**Page excerpt**

● ● ●

Monday, May 20, 2013

may showers

so I haven't updated in a few weeks..things here haven't really been good. Scott is having a rough time again, he feels the stress more quickly these days and the issues with the car hasn't helped take off any of the pressure.

I had hoped we'd get some money to fix the car, but that didn't happen, my trying out other selling sites then ebay hasn't really been successful...so it is a bit of frustration.

Brian is sure he is schizophrenic, and while in the past I have been able to reason with him, and point him in the right direction as well as remind him he didn't sleep or whatever the issue was, I am simply exhausted and I need someone to take over this aspect of his care, unfortunately he refuses to advocate for himself and doesn't see the need for a psychiatrist or medications. While I hope it doesn't come to it, I'd be lying if I wasn't considering forcing him into it.

both he and scott have taken to chronic pointless arguments with me as well...and while it is easy to to say.. hey how about a little support group or counseling  the practicality of it both in time and money is not so easy. There would also be the fact they both refuse to go.

We've gotten past it before, and I hope we will again, we just really could use a break...it is more the constant droning of money and emotional issues that really fray the edges so badly.

On a positive note, tomatoes, carrots, beets,onions,  raspberries and blueberries are all happy growing...I am still trying to get in another bed for peppers and potatoes. And ideally a bed for asparagus which takes a good 2 years to grow.

the toe you ask?..oh it is as infected as always....and Brian is reminded daily to call the dr. for antibiotics.

He'll be 27 next month...we have begged borrowed and stolen time to get him this far, but we are missing out on enjoying it. Stress the not so silent killer.

● ● ●

**Exercise requirements**
(a) Answer these questions about the blog post:
(i) Which crops are growing well?
(ii) How long does asparagus take to grow?
(iii) What age will Brian turn next month?
(b) Duplicate the part of the blog post from "Brian is sure" to "refuse to go.".
The records have no connection to the blog post.

**Given data**
● ● ●

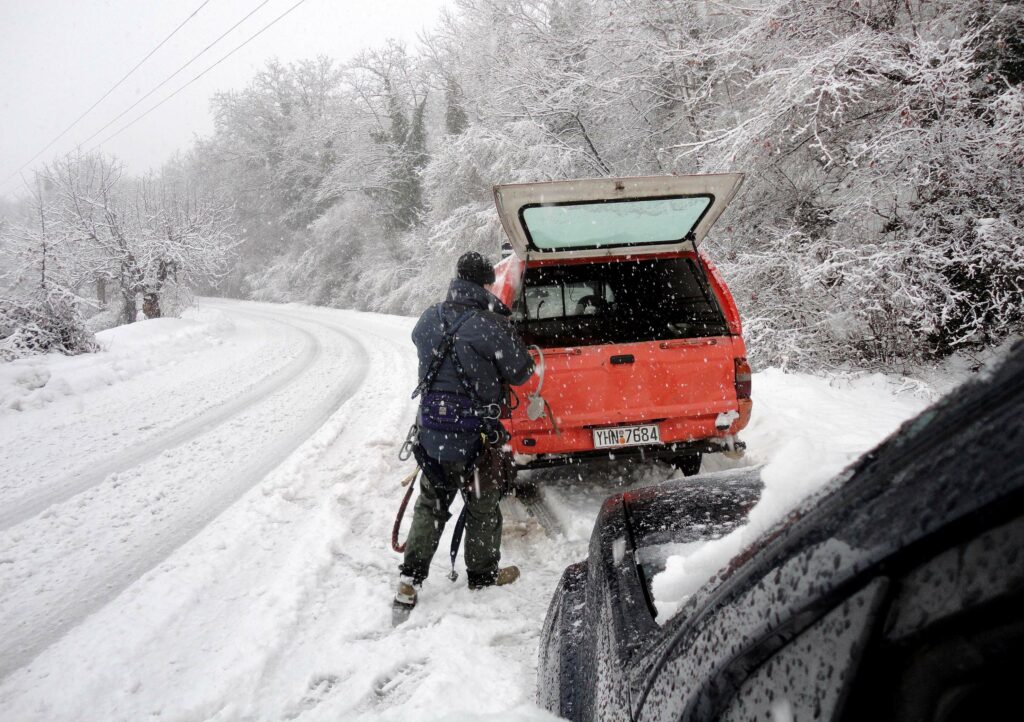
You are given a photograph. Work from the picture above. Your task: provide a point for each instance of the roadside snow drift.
(805, 430)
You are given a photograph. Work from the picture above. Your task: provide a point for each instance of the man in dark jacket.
(463, 387)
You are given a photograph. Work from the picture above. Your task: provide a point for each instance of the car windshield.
(612, 223)
(616, 302)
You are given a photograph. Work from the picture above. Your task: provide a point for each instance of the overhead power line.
(104, 95)
(224, 57)
(166, 80)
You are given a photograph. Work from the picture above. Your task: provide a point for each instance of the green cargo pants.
(482, 486)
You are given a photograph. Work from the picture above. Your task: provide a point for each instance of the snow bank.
(805, 429)
(127, 351)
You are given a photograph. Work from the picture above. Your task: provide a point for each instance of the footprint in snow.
(396, 686)
(320, 687)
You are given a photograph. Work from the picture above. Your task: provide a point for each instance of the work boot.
(506, 575)
(404, 600)
(407, 592)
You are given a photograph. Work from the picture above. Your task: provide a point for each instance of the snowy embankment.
(805, 430)
(195, 524)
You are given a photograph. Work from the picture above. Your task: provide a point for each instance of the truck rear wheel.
(689, 464)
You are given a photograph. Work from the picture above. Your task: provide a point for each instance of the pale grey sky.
(59, 56)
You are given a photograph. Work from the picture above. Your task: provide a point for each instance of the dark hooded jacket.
(491, 351)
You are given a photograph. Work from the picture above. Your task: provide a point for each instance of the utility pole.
(42, 224)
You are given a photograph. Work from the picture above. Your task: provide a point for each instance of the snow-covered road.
(195, 524)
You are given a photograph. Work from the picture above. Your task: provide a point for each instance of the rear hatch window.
(652, 299)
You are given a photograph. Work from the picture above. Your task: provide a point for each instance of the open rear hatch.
(600, 217)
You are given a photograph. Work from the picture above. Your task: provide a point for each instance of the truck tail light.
(742, 378)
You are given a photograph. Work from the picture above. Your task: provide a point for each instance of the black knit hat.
(472, 266)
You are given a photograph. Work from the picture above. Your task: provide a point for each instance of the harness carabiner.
(407, 449)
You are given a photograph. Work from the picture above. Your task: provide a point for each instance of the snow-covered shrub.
(47, 322)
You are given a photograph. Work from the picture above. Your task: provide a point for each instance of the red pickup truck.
(636, 333)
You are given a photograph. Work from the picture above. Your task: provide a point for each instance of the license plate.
(626, 436)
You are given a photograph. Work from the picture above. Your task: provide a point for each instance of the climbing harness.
(411, 482)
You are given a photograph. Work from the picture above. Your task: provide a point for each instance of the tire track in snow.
(27, 507)
(42, 625)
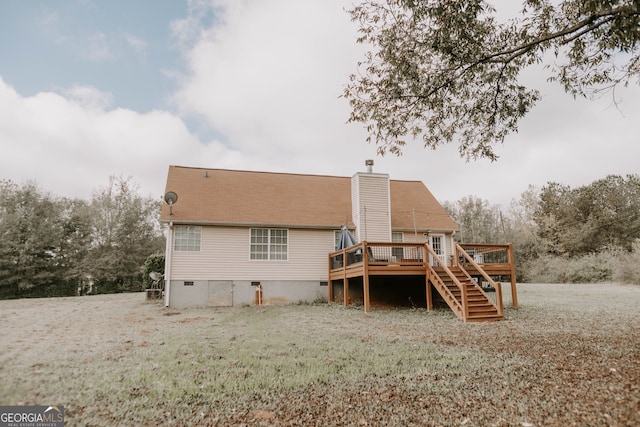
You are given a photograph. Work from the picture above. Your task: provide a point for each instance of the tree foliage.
(449, 70)
(51, 246)
(588, 219)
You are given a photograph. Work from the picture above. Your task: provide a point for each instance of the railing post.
(514, 292)
(499, 298)
(365, 275)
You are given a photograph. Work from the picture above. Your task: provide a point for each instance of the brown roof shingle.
(221, 196)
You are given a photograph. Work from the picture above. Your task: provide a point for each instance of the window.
(187, 238)
(399, 251)
(269, 243)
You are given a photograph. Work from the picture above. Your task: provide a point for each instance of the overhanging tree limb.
(447, 71)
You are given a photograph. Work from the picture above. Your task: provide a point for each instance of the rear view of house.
(235, 236)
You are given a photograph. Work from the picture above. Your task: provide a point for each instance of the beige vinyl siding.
(224, 255)
(371, 207)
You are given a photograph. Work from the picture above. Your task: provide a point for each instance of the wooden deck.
(456, 278)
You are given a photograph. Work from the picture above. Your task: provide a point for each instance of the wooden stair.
(479, 307)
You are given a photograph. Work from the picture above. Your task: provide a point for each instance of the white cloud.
(268, 74)
(89, 97)
(71, 150)
(136, 43)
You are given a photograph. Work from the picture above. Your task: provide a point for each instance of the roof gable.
(221, 196)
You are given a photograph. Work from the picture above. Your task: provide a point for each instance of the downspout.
(167, 265)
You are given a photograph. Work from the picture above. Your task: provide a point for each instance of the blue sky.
(123, 48)
(91, 88)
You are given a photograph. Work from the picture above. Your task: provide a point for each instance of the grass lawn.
(570, 355)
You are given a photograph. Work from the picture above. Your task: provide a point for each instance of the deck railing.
(493, 260)
(468, 259)
(378, 253)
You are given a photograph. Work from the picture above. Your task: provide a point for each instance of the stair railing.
(496, 285)
(461, 306)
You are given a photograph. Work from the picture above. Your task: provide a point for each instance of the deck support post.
(345, 292)
(514, 291)
(429, 294)
(365, 276)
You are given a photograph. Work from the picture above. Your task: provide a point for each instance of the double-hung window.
(187, 238)
(269, 243)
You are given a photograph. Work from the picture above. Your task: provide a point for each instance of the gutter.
(167, 264)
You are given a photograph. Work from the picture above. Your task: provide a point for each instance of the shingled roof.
(233, 197)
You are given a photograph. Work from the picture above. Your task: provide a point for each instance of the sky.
(91, 89)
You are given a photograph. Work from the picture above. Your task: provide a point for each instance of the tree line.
(562, 234)
(57, 246)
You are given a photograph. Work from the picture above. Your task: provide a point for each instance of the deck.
(454, 278)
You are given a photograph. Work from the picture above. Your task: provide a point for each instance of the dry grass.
(570, 355)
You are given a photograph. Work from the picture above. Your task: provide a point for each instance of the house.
(241, 237)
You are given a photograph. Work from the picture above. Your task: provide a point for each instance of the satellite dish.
(170, 197)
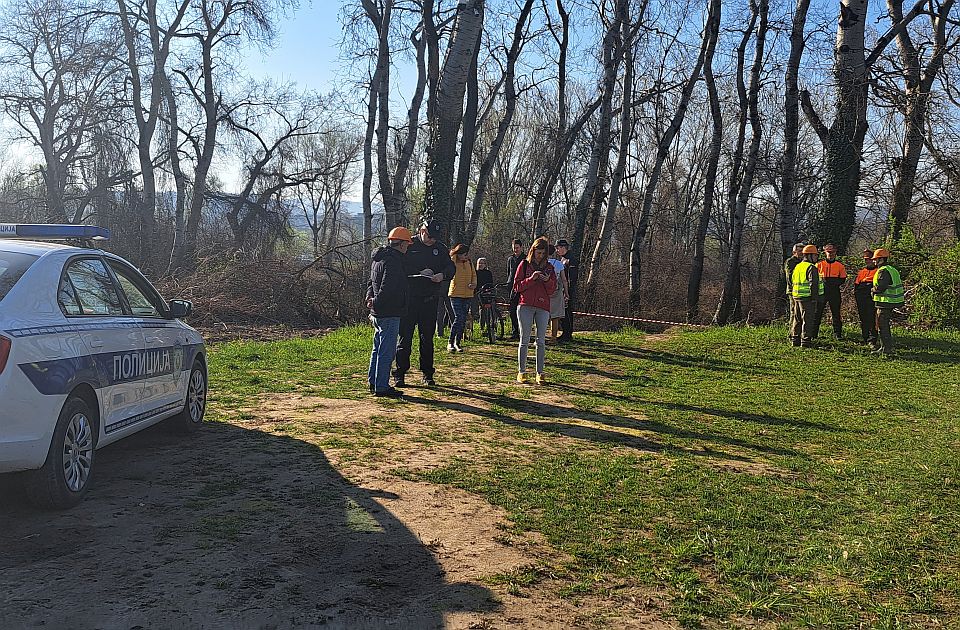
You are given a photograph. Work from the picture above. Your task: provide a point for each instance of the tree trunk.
(713, 161)
(791, 133)
(600, 148)
(410, 143)
(510, 102)
(663, 150)
(442, 152)
(917, 86)
(381, 22)
(468, 140)
(730, 300)
(843, 141)
(623, 150)
(559, 155)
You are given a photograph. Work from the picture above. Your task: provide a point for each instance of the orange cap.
(400, 234)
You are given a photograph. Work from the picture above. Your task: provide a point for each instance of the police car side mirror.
(180, 309)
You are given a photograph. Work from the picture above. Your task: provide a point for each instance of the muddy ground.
(238, 526)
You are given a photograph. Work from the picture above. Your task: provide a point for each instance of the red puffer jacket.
(535, 293)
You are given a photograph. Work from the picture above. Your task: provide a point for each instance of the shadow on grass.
(552, 411)
(226, 528)
(757, 418)
(584, 348)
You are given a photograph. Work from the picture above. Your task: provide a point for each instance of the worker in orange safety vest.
(861, 291)
(834, 275)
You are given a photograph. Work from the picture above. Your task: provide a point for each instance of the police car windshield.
(12, 268)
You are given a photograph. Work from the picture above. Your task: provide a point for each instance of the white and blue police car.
(89, 353)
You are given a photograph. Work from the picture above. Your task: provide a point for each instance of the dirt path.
(264, 524)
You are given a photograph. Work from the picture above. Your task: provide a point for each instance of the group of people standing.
(814, 284)
(405, 294)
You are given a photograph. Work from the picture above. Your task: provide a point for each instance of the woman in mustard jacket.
(462, 287)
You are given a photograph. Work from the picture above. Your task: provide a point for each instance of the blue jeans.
(528, 316)
(386, 331)
(460, 308)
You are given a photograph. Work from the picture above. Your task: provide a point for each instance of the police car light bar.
(53, 232)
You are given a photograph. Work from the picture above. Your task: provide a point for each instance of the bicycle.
(491, 321)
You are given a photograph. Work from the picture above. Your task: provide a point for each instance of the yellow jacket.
(465, 276)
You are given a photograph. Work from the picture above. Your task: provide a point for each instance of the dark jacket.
(388, 283)
(788, 266)
(512, 263)
(420, 257)
(484, 278)
(572, 267)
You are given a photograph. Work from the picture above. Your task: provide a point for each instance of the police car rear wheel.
(65, 477)
(195, 406)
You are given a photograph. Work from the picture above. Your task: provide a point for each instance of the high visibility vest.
(833, 269)
(865, 276)
(801, 286)
(892, 294)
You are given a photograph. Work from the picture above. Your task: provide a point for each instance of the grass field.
(735, 477)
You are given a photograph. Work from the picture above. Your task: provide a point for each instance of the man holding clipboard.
(428, 265)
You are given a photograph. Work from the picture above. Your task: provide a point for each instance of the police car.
(89, 354)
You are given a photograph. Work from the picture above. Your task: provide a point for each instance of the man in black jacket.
(512, 263)
(387, 297)
(572, 266)
(427, 264)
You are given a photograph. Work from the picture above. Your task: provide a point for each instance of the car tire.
(67, 473)
(195, 405)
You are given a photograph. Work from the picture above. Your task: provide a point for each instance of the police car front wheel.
(195, 406)
(65, 477)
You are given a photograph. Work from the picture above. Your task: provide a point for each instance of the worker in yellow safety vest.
(887, 295)
(807, 289)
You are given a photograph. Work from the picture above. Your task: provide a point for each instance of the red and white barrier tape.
(627, 319)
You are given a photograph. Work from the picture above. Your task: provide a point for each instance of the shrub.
(936, 289)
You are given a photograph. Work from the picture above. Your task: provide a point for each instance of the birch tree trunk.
(623, 150)
(730, 302)
(441, 154)
(510, 106)
(600, 149)
(918, 82)
(791, 133)
(713, 162)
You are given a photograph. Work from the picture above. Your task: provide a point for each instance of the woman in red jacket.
(535, 282)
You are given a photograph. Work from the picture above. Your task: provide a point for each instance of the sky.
(306, 50)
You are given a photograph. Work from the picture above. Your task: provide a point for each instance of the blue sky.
(306, 48)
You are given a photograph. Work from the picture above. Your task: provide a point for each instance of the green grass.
(740, 477)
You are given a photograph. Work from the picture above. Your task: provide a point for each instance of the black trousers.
(867, 311)
(422, 316)
(832, 299)
(566, 324)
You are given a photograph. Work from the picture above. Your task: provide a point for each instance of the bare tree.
(60, 88)
(713, 161)
(448, 113)
(730, 303)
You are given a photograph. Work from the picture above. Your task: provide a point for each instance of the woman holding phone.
(535, 282)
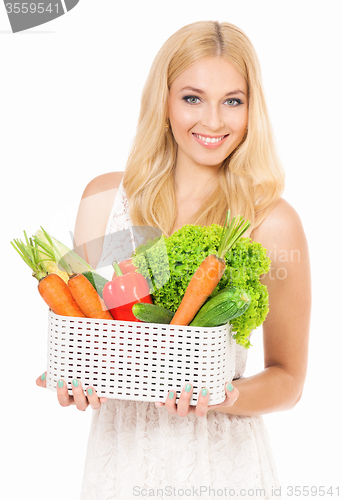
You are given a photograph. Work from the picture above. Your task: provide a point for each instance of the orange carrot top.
(207, 276)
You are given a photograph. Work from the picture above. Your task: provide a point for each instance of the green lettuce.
(168, 263)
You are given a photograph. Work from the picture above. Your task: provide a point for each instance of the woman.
(203, 145)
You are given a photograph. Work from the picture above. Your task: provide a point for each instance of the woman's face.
(208, 111)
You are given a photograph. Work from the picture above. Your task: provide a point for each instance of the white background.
(69, 103)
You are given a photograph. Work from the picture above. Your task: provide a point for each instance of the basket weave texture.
(139, 361)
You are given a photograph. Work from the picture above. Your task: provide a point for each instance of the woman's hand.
(78, 398)
(183, 408)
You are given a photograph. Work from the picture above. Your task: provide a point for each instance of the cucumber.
(96, 280)
(228, 304)
(151, 313)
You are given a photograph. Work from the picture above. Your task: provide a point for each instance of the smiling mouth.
(210, 140)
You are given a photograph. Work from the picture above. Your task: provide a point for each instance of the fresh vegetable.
(96, 280)
(51, 287)
(51, 251)
(173, 260)
(126, 267)
(57, 295)
(223, 307)
(87, 298)
(123, 292)
(151, 313)
(209, 273)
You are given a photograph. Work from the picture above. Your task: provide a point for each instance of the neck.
(195, 182)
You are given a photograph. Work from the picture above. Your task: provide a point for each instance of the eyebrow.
(199, 91)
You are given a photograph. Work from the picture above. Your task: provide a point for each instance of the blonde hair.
(251, 178)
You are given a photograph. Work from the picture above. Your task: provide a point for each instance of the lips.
(209, 142)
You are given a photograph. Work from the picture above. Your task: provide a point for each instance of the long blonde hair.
(250, 180)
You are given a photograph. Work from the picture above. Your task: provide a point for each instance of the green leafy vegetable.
(169, 263)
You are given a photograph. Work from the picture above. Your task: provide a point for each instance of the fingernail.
(229, 387)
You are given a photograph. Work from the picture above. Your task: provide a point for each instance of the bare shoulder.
(283, 225)
(102, 183)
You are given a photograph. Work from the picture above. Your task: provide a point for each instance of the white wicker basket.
(139, 361)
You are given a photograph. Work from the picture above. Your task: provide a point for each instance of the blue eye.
(235, 102)
(187, 97)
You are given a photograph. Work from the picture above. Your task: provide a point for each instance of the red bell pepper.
(126, 266)
(123, 292)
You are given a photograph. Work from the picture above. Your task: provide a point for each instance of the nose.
(212, 118)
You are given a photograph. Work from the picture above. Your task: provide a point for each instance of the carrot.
(87, 298)
(51, 287)
(57, 295)
(207, 276)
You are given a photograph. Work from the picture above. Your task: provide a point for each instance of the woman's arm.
(92, 217)
(94, 210)
(286, 329)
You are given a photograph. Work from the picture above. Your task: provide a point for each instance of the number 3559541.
(30, 8)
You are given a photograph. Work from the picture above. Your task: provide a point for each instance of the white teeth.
(208, 139)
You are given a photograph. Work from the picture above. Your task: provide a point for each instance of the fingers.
(41, 380)
(62, 394)
(93, 399)
(231, 393)
(202, 405)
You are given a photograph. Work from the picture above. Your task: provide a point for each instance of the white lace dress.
(136, 449)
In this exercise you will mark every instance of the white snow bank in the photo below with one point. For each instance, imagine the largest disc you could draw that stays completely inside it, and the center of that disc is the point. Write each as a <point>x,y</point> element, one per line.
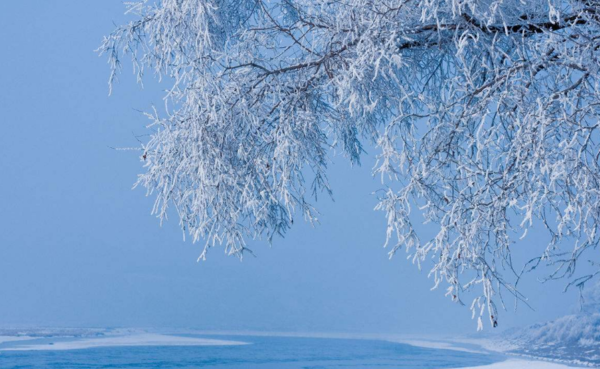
<point>146,339</point>
<point>4,339</point>
<point>434,344</point>
<point>522,364</point>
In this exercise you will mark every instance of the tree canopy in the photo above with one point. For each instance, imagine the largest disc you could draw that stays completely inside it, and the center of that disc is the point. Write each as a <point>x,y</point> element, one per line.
<point>484,114</point>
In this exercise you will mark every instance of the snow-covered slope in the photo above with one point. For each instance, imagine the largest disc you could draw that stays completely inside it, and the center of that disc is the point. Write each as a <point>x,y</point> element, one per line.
<point>573,338</point>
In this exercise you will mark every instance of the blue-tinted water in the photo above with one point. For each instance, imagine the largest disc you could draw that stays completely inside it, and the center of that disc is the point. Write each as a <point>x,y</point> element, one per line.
<point>261,353</point>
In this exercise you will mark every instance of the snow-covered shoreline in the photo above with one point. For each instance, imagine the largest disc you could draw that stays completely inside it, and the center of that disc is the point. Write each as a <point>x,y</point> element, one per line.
<point>141,339</point>
<point>513,361</point>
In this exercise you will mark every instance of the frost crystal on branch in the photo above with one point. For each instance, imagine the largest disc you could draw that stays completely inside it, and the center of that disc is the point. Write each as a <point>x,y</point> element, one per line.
<point>485,114</point>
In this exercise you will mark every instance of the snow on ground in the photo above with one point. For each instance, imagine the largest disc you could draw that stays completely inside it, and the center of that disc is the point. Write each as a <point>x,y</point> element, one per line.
<point>146,339</point>
<point>4,339</point>
<point>522,364</point>
<point>511,363</point>
<point>435,344</point>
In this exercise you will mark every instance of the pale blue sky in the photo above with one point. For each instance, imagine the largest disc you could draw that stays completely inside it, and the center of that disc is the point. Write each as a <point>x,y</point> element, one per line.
<point>78,247</point>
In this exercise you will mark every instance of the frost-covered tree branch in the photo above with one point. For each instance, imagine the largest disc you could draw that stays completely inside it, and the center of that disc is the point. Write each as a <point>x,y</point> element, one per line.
<point>485,114</point>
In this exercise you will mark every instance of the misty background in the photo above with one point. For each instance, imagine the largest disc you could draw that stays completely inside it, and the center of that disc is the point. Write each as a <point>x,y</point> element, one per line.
<point>79,248</point>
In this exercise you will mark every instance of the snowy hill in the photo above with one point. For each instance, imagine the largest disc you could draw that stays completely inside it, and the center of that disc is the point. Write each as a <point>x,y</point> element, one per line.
<point>572,338</point>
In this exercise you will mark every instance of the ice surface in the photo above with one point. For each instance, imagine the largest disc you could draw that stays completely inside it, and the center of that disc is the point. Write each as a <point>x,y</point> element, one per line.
<point>145,339</point>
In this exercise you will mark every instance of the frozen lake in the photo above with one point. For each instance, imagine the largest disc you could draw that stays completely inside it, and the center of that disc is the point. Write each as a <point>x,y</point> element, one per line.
<point>258,353</point>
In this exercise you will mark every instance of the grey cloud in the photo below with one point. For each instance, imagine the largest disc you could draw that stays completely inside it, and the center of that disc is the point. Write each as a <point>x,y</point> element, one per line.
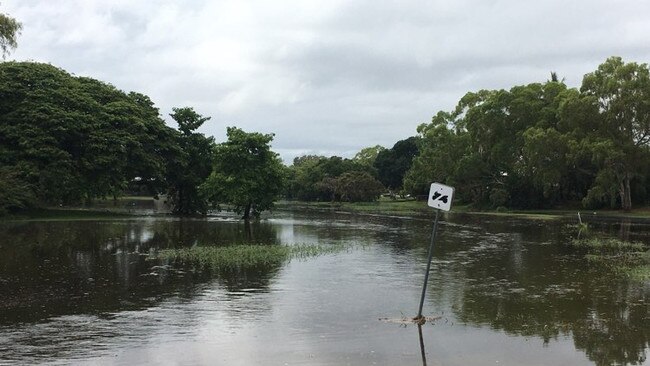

● ● ●

**Solution list**
(a)
(i) Tomatoes, carrots, beets, onions, raspberries and blueberries.
(ii) A good 2 years.
(iii) 27.

(b)
Brian is sure he is schizophrenic, and while in the past I have been able to reason with him, and point him in the right direction as well as remind him he didn't sleep or whatever the issue was, I am simply exhausted and I need someone to take over this aspect of his care, unfortunately he refuses to advocate for himself and doesn't see the need for a psychiatrist or medications. While I hope it doesn't come to it, I'd be lying if I wasn't considering forcing him into it.

both he and scott have taken to chronic pointless arguments with me as well...and while it is easy to to say.. hey how about a little support group or counseling  the practicality of it both in time and money is not so easy. There would also be the fact they both refuse to go.